> Objective: Copy the lines starting with the line that contains "Q: Indicate one point per instance of the white paper" and going on through the line that contains "(1176, 163)", substituting "silver hair" for "gray hair" and changing nothing else.

(Records from a collection)
────────────────

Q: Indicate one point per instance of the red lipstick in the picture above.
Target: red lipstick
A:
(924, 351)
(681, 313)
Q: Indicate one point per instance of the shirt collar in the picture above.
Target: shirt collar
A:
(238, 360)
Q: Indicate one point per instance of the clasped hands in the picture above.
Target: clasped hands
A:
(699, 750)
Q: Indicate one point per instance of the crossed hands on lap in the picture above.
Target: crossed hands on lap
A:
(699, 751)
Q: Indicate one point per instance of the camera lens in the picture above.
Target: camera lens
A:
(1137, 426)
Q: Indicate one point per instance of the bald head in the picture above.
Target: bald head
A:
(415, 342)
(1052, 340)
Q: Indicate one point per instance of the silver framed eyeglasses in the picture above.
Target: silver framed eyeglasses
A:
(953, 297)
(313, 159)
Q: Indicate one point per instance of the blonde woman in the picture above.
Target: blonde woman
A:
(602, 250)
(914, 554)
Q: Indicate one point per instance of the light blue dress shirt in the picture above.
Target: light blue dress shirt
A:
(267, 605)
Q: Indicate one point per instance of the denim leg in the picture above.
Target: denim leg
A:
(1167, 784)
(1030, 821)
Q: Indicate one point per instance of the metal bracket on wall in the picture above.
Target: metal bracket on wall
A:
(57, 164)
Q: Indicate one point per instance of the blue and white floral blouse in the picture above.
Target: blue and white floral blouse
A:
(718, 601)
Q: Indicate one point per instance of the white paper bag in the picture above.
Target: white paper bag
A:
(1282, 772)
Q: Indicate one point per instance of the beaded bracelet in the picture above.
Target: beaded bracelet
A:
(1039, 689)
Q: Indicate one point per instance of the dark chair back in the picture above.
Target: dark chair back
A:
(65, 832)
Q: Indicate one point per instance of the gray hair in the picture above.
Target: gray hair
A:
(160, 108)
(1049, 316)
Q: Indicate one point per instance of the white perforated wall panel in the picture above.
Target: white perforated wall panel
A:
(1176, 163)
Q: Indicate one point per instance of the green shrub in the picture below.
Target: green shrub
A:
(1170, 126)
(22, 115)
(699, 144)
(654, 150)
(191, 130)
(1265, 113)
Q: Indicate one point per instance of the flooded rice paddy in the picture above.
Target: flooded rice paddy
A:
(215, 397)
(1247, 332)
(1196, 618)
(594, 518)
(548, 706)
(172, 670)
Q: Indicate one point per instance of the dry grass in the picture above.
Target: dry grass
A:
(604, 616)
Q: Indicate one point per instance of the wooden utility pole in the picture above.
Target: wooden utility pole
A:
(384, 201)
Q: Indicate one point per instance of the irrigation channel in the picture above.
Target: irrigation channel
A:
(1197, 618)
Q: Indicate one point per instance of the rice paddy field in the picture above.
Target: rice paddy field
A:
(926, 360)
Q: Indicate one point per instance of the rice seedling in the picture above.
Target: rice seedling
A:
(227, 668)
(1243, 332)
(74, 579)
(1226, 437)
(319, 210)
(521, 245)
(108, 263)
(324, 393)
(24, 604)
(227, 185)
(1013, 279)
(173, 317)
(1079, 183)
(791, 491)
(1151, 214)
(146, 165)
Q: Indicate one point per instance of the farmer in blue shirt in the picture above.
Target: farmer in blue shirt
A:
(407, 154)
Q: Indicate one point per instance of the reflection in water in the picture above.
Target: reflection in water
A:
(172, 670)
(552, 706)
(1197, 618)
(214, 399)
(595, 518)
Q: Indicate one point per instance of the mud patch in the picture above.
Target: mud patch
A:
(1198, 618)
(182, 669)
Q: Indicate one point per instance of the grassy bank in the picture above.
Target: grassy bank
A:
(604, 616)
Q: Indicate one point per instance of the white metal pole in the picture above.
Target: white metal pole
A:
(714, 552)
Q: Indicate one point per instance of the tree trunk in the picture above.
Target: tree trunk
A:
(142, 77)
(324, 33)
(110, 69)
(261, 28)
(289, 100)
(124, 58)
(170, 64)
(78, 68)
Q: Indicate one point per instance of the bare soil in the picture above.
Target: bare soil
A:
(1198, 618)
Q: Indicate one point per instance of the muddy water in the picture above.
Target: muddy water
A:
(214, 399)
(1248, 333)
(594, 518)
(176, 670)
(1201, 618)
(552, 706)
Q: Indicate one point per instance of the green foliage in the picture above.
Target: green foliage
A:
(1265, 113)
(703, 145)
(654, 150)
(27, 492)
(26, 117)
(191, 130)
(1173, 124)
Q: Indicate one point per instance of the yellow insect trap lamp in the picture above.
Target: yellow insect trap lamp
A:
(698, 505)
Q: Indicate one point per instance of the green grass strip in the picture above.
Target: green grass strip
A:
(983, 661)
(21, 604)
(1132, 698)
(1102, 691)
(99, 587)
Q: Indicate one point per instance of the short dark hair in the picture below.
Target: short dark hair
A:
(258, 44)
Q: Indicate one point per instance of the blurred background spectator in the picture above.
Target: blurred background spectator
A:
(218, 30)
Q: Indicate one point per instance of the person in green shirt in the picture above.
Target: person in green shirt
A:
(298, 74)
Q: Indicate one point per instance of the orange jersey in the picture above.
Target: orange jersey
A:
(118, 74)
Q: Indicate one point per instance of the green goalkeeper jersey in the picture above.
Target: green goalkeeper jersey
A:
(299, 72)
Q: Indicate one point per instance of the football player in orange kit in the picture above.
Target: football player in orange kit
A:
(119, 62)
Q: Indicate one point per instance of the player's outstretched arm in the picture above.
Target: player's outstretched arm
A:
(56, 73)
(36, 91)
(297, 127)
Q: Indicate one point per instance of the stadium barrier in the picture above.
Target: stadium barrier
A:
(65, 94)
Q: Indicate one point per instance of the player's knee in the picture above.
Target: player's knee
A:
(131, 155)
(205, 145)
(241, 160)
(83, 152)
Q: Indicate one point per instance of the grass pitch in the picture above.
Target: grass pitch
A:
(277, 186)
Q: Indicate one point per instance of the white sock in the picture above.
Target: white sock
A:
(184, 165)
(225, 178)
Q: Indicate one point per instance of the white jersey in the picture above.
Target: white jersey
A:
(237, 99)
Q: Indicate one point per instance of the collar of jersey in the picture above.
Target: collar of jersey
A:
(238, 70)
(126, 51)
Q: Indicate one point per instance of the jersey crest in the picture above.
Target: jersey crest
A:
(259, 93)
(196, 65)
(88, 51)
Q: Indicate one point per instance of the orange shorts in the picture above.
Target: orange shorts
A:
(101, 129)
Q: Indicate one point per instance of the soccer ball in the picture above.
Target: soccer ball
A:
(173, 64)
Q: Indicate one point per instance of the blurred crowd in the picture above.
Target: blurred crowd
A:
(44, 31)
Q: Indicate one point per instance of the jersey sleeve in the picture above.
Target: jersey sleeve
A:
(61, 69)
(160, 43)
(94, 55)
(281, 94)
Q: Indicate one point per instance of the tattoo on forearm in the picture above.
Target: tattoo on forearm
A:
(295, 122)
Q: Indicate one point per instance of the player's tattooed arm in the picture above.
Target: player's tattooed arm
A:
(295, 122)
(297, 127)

────────────────

> Solution below:
Q: Indicate one point per instance of the white paper bag in the picture above.
Target: white paper bag
A:
(1282, 772)
Q: Indicate one point per instance of the beaded bracelet in the picture above.
Target: beaded bracelet
A:
(1039, 689)
Q: Indicate one point per instance of the dark chair back in the picture above.
Target: dark chair back
A:
(65, 832)
Q: Indicate one point per instance of the silver hair in the picture above.
Target: silver hair
A:
(160, 108)
(1049, 316)
Q: Indicate one point per instance of the white perforated wall panel in the picture above.
Target: white perforated wall panel
A:
(1176, 163)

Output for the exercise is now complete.